Excerpt to read below:

Over the next couple of days she received blood transfusions and had a biopsy in the OR, recovering well, but we all knew our next steps would come from the histology results. With the way things are set up over here, you can’t hold your breath for the results because we’re SO far away from the countries that report to us.
She wasn’t a child who immediately abandoned her papa and her bed to play with us, but she did curiously roam around the room, quick to ask me for a balloon and just stand near. I bet if I’d had more time, she would have sat in my lap and cuddled for hours.

Recently she was readmitted to the ward because she was having high fevers. We couldn’t find the reason except for knowing that she had this tumour and wonder what it was doing to her body.
She lay in her bed, no appetite, crying for being pricked again for another test, sweating through her fevers. I think my heart broke a little more each time I saw her sweet little face, knowing what I’ve seen with my eyes in the past years in Africa.

Today her biopsy results came through.


That horrible, horrible word. For us on the ship it means that we don’t treat them.

Tonight I can’t get her face out of my mind. I went down to the ward to say hello, but she was sleeping and it was too late for her to be waking up again tonight. I waved to her aunty who is here with her. She smiled and waved back. I sat on a stool next to the computer where I would sit during my shift as a charge nurse and spoke to the current one working. We chatted briefly about a few other things but as soon as I mentioned the little one’s name, the tears welled up again. I sat on the stool, unable to form words, afraid the moment I did the tears would flow in a steady stream, giving me away to a ward full of patients, caregivers, nurses and day crew. The charge nurse and I looked at each other, knowing neither of us could keep dry eyes, knowing each other’s thoughts, knowing God was breaking our hearts for what breaks His. I slipped out quietly, walking quickly down the hall to the safety of my cabin to let the tears fall. There I was wrapped in a hug and a sweet prayer whispered over my heart and our precious girl.

It’s Christmas, a time of joy and hope. I know this season is full of pain for many.  A few friends have lost loved ones and I’m sure this season is one of the most difficult times of the year. There is no use pretending that everyone is happy, but we have hope for our future!

My favourite Christmas carol written in 1847 sings,

“Long lay the world in sin and error pining
'Til He appeared and the soul felt its worth
A thrill of hope the weary world rejoices
For yonder breaks a new and glorious morn.”

End of Excerpt to read.

Task statement:
Set down, word for word, the part of the hospital ship excerpt starting at "She wasn’t a" and ending at "cuddled for hours.". The records that come next are separate material with no tie to the hospital ship excerpt.

Records provided below:

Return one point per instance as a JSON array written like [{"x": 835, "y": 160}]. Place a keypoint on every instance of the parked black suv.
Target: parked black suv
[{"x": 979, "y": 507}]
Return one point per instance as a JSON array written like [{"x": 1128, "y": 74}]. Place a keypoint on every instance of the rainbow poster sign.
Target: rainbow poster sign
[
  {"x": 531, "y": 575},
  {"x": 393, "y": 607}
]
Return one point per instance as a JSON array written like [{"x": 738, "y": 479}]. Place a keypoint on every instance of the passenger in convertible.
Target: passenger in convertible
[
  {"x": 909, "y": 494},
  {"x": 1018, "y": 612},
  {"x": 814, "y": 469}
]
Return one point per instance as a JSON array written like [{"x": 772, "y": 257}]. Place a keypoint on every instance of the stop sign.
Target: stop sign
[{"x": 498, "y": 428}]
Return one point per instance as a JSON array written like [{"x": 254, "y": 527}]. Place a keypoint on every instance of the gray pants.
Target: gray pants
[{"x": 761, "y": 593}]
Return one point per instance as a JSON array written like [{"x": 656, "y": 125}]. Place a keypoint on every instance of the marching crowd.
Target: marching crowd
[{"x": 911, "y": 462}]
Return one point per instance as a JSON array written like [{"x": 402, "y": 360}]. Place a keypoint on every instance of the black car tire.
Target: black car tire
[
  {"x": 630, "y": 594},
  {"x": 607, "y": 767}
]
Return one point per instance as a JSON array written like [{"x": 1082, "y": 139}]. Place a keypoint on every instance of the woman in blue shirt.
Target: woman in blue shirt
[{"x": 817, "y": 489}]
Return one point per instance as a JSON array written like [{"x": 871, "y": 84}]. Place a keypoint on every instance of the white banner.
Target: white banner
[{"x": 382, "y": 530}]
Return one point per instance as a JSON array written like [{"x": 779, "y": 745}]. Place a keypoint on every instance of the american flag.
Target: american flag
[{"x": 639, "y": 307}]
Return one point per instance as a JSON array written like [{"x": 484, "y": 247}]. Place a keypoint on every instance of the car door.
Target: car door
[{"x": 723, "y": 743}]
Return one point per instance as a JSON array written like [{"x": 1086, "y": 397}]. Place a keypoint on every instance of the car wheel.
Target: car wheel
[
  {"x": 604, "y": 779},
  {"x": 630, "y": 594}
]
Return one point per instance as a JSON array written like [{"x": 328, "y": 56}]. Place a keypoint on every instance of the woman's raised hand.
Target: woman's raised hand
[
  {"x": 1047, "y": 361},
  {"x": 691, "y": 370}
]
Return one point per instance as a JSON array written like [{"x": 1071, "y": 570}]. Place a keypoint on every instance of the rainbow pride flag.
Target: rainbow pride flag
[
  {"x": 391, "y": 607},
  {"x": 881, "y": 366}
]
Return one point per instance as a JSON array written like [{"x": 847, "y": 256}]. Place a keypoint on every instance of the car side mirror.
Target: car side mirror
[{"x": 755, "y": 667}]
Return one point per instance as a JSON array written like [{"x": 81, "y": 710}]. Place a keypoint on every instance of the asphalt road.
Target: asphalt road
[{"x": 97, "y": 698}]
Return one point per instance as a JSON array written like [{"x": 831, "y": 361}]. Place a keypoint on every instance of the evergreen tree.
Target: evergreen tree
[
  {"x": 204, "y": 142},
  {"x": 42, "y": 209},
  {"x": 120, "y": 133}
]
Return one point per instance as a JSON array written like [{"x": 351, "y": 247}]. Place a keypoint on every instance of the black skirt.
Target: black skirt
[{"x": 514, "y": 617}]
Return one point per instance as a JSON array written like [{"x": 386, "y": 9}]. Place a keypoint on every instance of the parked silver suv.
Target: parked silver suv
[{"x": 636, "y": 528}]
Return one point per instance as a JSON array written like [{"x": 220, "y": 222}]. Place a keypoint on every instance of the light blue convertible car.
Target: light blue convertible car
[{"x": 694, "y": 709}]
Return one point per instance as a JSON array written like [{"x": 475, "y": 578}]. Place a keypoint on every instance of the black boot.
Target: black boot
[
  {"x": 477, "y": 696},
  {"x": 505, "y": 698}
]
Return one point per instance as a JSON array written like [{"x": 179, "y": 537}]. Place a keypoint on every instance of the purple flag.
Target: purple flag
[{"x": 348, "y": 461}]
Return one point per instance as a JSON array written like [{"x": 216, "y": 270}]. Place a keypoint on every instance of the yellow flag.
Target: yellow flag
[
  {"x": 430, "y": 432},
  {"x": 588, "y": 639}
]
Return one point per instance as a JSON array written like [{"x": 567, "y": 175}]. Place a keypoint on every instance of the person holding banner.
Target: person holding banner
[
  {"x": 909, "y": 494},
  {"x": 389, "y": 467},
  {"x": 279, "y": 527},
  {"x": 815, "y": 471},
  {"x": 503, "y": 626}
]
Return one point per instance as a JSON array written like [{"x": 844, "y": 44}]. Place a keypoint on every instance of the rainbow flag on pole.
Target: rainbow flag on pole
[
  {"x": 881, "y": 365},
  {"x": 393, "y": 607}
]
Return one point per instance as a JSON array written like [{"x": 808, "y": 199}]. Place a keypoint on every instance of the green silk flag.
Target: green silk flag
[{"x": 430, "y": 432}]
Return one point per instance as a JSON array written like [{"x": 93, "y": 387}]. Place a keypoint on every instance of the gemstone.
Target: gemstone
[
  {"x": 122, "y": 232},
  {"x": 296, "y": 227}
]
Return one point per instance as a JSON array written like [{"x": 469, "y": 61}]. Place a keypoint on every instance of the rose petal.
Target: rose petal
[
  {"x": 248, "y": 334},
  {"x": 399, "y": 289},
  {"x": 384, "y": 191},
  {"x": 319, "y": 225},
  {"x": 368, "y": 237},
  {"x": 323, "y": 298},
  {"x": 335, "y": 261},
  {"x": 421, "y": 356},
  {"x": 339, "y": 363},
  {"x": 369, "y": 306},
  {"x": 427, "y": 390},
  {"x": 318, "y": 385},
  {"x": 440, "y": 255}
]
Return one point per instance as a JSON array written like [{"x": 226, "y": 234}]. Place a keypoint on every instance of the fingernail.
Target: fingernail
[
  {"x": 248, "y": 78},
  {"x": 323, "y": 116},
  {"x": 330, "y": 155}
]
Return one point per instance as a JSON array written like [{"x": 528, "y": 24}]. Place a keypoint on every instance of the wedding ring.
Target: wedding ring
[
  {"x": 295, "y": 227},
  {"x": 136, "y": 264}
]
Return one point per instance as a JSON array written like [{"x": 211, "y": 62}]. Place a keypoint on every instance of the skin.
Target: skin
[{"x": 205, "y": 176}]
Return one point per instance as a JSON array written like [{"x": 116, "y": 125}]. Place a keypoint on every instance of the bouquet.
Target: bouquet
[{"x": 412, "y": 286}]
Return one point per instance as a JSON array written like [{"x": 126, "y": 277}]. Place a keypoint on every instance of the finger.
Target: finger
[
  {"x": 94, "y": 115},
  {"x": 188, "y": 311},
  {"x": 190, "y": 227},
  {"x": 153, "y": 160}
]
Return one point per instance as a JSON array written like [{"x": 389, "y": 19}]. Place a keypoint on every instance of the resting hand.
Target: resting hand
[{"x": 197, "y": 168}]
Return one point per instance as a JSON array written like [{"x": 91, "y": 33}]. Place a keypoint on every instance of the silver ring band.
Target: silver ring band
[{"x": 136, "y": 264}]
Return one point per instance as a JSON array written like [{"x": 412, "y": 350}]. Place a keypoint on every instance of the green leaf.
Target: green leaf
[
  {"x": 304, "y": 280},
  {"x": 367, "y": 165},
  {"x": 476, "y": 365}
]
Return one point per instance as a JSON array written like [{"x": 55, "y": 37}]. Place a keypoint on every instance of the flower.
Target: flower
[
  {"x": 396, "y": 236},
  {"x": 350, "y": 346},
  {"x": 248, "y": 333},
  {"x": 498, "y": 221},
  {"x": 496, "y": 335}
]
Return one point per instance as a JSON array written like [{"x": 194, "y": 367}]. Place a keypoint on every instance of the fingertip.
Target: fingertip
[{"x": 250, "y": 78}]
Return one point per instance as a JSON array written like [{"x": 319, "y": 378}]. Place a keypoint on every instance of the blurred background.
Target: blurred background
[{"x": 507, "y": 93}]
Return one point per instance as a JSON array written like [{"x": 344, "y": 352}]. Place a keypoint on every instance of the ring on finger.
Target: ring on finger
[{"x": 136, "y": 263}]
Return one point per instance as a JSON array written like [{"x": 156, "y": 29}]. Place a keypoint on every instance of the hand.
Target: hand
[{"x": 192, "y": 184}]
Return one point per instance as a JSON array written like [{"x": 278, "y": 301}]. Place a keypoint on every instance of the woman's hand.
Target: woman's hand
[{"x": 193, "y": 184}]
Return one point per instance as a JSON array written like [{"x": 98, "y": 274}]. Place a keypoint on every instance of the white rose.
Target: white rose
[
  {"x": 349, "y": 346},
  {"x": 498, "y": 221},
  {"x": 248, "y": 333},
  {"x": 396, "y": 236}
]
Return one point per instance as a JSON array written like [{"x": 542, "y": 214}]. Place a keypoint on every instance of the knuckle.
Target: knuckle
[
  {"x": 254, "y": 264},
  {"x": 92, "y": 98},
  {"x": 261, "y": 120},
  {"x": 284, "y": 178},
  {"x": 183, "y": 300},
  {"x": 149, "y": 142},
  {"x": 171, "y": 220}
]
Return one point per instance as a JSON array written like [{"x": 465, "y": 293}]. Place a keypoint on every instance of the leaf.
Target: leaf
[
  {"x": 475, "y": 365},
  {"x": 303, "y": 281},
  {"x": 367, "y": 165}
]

End of Records provided.

Answer to this task:
She wasn’t a child who immediately abandoned her papa and her bed to play with us, but she did curiously roam around the room, quick to ask me for a balloon and just stand near. I bet if I’d had more time, she would have sat in my lap and cuddled for hours.